* _WORK TASK_:
From the film commentary below, pull out the passage that begins at the words "It’s also a" and stops after "look very seductive.", copying it without any change.

One of the smartest things Bigelow did was hire Lance Henriksen, Bill Paxton, and Jenette Goldstein as the elder vampires. The three had worked together on Aliens, and their chemistry combined with their well-worn costumes makes you feel like you can almost smell how bad they smell. The addition of 12-year old Joshua John Miller as Homer, an old-ish vampire stuck inside a preteen body. Watching Homer dance unsympathetically while the blood from a waitresses throat drips into a beer glass is a gnarly sight to behold and proves Bigelow wasn’t messing around with her vampire western. Before cameras rolled, Bigelow put them through a vampire boot camp involving blocking all the light out of cars and hotel rooms in under two minutes. Lance Henriksen took it so seriously that he drove across the country and picked up hitchhikers to get into character.
The most iconic moment happens inside a locals only bar that plays much more intimately than The Titty Twister shenanigans in From Dusk Till Dawn. This is where Severen (Bill Paxton) shines, as you can tell his character was an absolute shithead who loves killing fellow shitheads who haven’t been blessed with vampirism. There’s no remorse or mercy, and Bigelow wisely leaned into Paxton’s manic sensibilities and he’s never looked cooler than when he’s standing against the bar with a sawed-off shotgun sitting on his shoulder.
It’s also a visually stunning film that’s rich with lush cinematography by Adam Greenberg (The Terminator, Iron Eagles) that makes the sight of blood sucking next to a pumpjack look very seductive.
When it comes to Evil Dead II, Quentin Tarantino, Guillermo del Toro, Edgar Wright and horror-hater Roger Ebert all love it, which makes sense because it’s loaded with creativity, insanity and some truly inspired physical comedy from Bruce Campbell – who explained the filming as “We were like Jackass with plot.”
In the Blu-ray commentary (which is a blast) Sam Raimi said his intention was to “soak Bruce’s membranes with as many strange dyes, liquids, potions and chemicals as possible,” – and I think he succeeded. Throughout the movie he’s bombarded with mud, puddle water, demon goo, and the blood of his beheaded girlfriend whom he fights inside the infamous “workshed.”
I think Ash might be the most concussed horror character ever, but he doesn’t let brain swelling stop him from fighting evil. It’s true that he’s the one who played the mysterious tape inside a cabin that he broke into, but, like Jack Burton in Big Trouble in Little China, he’s a tough idiot who stumbles his way to the film’s climax while others do the smart work. To his credit, he’s always ready to fight and say things like “Swallow this” to deadites who want to swallow his soul. In the same commentary, Bruce Campbell says “As dumb as Ash is, he’s actually a capable guy with regard to dealing with monsters.” That’s why people love him, because he’s a blowhard who will scrap with demons if the world is in need of saving.
The movie is loaded with brilliant special effects gags from Howard Berger, Robert Kurtzman and Greg Nicotero, and the “Ram-O-cam,” a 30-foot steel pole with a camera attached that was created to ram things, is an ingenious delight. The movie is bursting with bloody joy and the handmade feel adds to its charm.

* _DATA SECTION_:

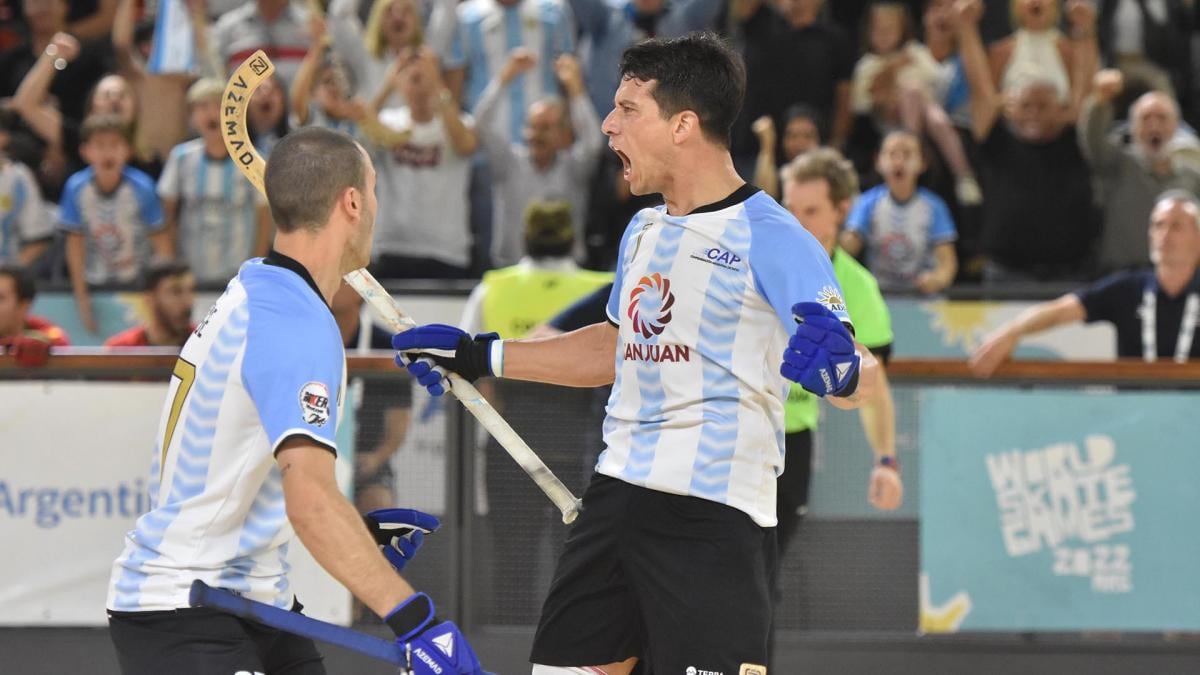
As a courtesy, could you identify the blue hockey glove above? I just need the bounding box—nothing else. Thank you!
[391,323,500,396]
[362,508,442,572]
[384,593,486,675]
[779,303,860,396]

* _WRITTEN RESPONSE_:
It’s also a visually stunning film that’s rich with lush cinematography by Adam Greenberg (The Terminator, Iron Eagles) that makes the sight of blood sucking next to a pumpjack look very seductive.